→ **Task directions**: Reproduce the entries exactly.

→ **The records**:
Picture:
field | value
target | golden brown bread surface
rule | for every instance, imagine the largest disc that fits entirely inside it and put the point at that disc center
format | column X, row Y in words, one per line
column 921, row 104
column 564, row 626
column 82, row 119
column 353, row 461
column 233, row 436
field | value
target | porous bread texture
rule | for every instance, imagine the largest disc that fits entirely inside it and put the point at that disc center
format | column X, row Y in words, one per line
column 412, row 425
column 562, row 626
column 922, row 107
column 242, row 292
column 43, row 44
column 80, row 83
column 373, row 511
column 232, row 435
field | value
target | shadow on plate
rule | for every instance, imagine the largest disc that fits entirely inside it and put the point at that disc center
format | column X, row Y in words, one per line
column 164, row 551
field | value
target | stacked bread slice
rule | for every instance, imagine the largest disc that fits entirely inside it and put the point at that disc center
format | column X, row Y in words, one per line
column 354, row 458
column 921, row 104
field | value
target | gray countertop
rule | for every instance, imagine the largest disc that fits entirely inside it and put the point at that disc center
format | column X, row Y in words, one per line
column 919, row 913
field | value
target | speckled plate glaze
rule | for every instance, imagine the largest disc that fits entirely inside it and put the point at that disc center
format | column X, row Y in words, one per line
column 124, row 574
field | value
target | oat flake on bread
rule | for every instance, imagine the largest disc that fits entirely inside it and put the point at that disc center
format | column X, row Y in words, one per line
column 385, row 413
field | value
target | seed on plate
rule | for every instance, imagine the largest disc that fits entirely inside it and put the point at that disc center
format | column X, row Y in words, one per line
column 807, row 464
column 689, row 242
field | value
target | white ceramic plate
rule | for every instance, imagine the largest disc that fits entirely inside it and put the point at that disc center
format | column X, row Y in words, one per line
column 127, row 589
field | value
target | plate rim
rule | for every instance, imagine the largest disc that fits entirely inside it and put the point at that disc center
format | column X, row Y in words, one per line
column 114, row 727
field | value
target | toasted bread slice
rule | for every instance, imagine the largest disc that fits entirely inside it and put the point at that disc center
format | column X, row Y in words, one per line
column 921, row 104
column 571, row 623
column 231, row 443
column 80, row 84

→ **Worked solution**:
Picture:
field | value
target | golden brown bread surface
rule | for every instance, imagine the largest disc that fits entirely inside it and put the point at that disc center
format | column X, row Y in words, one per line
column 921, row 104
column 564, row 626
column 82, row 119
column 353, row 461
column 233, row 436
field | value
target | porous bread texture
rule | for every instance, imagine the largest disc that fits entirely inside it and put the point at that disc center
format | column X, row Y in words, one per line
column 412, row 425
column 562, row 626
column 922, row 107
column 242, row 292
column 43, row 44
column 80, row 83
column 373, row 511
column 232, row 435
field | value
target | shadow on plate
rule | for every instance, imagine the largest disc that fits entirely inside it and put the point at that disc center
format | column X, row Y in words, one per line
column 164, row 551
field | value
target | stacked bread slice
rule | for every instance, imagine the largest disc that fits entirely inside it and put the point at that disc center
format | column X, row Y in words, one per line
column 354, row 458
column 921, row 104
field | value
target | gray countertop
rule | for every instance, imagine the largest disc that fits entirely inside it and put the point at that disc center
format | column X, row Y in words, one per line
column 919, row 913
field | value
target | speckled plate glaze
rule | for every instance, imagine the largest disc that fits entirely inside it and put the point at that disc center
format | column X, row Y in words, one per line
column 124, row 574
field | value
target | oat flake on bread
rule | for every instance, imagine the largest disc that fits entirely inside it and put the point at that disc center
format | column X, row Y in words, one per line
column 385, row 413
field | value
target | seed on plate
rule | for every instance, imagine the largest disc that fits entirely inside it and put the point at that disc center
format | column X, row Y in words, one per line
column 807, row 464
column 689, row 242
field | value
target | white ceramic plate
rule | for every instance, imagine the largest disc that fits entirely inside it and put the point at that disc center
format | column X, row Y in words, one per line
column 127, row 589
field | value
target | plate rim
rule | for every instance, imagine the largest disc that fits entirely inside it and put the point at that disc center
format | column X, row Y in words, one per line
column 114, row 727
field | value
target | toasted bread slice
rule | for every instance, imagine the largest disc that fits entirely inside it and put the point at that disc center
format | column X, row Y in words, one per line
column 921, row 104
column 571, row 623
column 231, row 443
column 80, row 84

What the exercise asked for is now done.